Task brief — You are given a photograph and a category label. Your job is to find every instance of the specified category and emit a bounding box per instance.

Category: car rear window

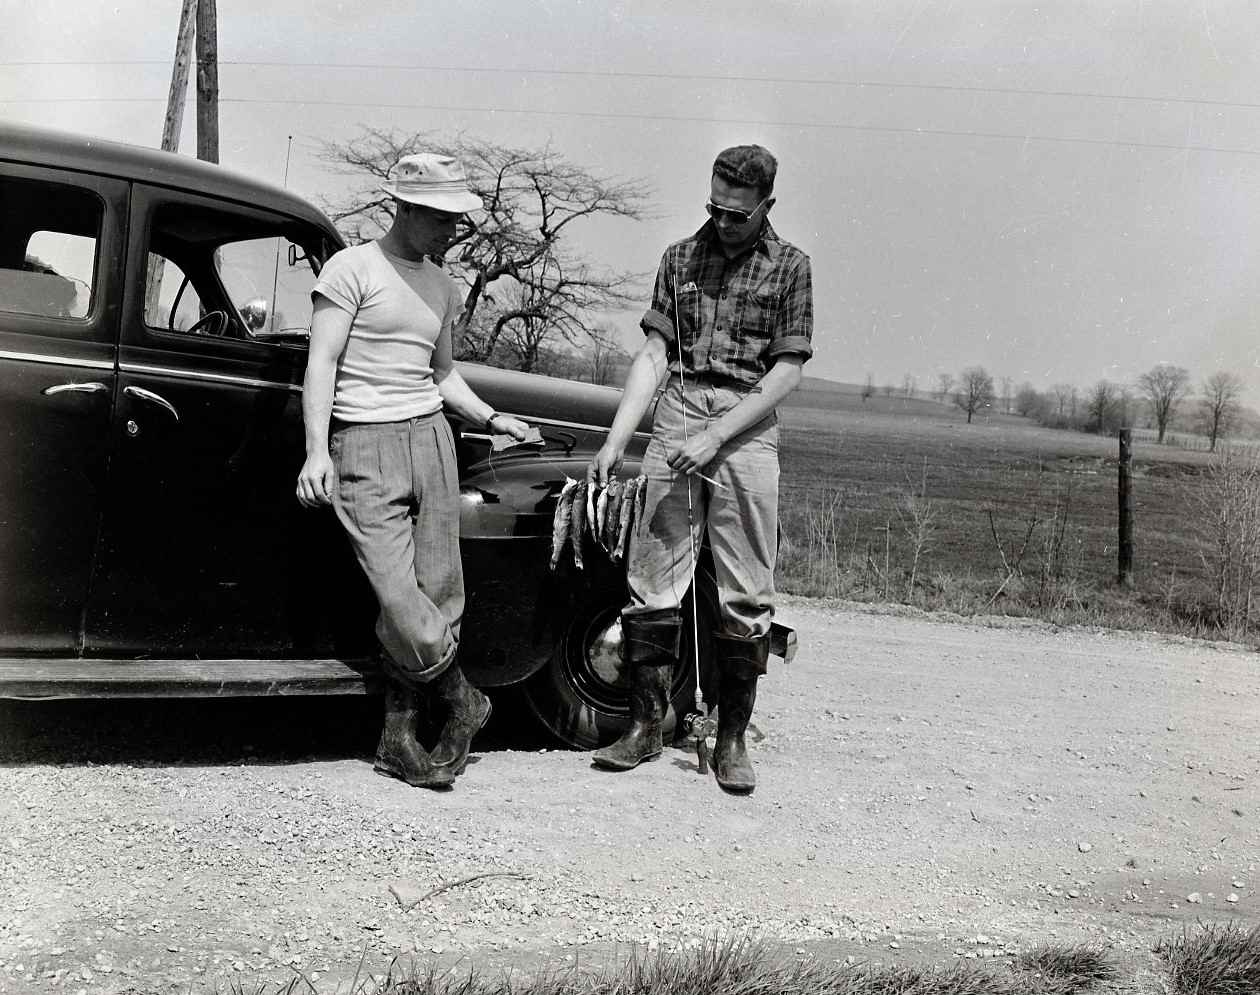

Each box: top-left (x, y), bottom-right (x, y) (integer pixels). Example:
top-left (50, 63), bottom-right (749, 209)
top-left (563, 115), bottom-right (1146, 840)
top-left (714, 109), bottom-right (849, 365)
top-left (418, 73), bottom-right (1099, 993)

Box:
top-left (0, 175), bottom-right (102, 321)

Directions: Reproduce only the lines between the line containing "top-left (563, 115), bottom-right (1146, 840)" and the last line of the records, those two lines included, exactly.

Written solution:
top-left (563, 115), bottom-right (1146, 840)
top-left (714, 109), bottom-right (849, 365)
top-left (418, 73), bottom-right (1099, 993)

Box:
top-left (0, 175), bottom-right (102, 321)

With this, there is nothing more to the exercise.